## EXERCISE:
Please rewrite the items from the line that has "of the blurred" through the last item, changing "keypoint" to "marker" and leaving everything else the same.

-------- RECORDS

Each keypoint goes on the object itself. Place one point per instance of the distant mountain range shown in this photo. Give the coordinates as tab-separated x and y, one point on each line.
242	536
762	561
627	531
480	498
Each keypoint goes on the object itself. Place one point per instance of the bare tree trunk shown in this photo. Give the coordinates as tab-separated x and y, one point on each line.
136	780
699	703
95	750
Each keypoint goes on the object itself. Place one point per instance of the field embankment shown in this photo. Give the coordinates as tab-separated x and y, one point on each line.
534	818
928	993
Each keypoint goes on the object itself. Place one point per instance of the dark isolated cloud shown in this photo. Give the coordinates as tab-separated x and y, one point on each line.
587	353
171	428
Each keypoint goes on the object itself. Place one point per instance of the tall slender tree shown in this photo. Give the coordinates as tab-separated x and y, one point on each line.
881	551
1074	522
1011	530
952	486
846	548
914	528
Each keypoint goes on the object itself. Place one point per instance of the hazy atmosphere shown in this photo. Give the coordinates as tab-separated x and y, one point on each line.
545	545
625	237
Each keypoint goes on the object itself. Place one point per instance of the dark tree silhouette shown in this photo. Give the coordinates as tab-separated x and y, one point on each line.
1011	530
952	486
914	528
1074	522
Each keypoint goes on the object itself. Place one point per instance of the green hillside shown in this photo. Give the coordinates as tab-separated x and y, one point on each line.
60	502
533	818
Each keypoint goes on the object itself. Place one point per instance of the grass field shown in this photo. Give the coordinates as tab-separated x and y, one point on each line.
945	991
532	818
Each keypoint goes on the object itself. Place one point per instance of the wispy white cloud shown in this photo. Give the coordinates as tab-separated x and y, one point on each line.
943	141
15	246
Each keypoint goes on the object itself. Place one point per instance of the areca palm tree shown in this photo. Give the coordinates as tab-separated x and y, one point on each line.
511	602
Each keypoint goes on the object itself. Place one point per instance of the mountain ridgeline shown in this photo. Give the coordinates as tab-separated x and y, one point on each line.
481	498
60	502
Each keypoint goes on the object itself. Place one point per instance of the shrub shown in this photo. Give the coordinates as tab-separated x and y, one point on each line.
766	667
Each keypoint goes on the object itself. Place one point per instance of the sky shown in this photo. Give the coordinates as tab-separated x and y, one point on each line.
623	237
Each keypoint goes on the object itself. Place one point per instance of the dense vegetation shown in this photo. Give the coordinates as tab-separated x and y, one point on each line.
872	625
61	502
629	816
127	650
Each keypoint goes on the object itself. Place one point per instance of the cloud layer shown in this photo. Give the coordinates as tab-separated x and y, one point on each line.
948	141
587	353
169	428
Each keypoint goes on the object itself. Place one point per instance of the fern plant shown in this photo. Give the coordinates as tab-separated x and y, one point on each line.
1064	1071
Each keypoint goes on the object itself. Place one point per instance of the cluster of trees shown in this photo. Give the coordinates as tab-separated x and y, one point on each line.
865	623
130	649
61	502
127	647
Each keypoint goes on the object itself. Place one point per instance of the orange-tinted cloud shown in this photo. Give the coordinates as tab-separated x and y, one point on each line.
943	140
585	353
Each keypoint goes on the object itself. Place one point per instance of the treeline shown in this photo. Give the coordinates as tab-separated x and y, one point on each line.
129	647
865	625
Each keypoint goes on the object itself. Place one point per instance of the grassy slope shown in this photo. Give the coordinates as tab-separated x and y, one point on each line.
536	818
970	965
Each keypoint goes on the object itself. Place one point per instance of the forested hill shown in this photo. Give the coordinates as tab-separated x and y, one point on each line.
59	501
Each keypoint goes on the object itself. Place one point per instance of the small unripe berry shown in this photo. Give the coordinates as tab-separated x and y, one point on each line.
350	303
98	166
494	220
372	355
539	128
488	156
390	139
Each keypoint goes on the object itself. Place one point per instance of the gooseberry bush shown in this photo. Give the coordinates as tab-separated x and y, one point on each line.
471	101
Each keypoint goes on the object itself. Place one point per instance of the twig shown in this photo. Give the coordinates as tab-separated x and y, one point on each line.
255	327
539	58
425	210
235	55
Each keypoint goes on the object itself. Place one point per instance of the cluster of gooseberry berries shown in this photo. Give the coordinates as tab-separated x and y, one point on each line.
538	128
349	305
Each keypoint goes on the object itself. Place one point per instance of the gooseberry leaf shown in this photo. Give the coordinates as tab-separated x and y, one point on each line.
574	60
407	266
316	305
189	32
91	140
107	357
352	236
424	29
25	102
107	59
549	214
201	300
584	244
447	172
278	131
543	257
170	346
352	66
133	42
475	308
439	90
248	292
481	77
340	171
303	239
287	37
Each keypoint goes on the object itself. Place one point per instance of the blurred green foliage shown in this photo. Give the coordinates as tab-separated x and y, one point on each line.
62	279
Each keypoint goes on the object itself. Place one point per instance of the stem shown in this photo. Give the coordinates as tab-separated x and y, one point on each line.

----------------

## SOLUTION BELOW:
Each marker goes on the object itself. Place one point per instance of the blurred green foliage shown in this photo. Give the coordinates as tab-separated x and y, one point on each line.
62	279
Each marker goes on the object itself. Place one point per instance of the stem shown in this photo. Give the coordinates as tab-separated x and y, one point on each line.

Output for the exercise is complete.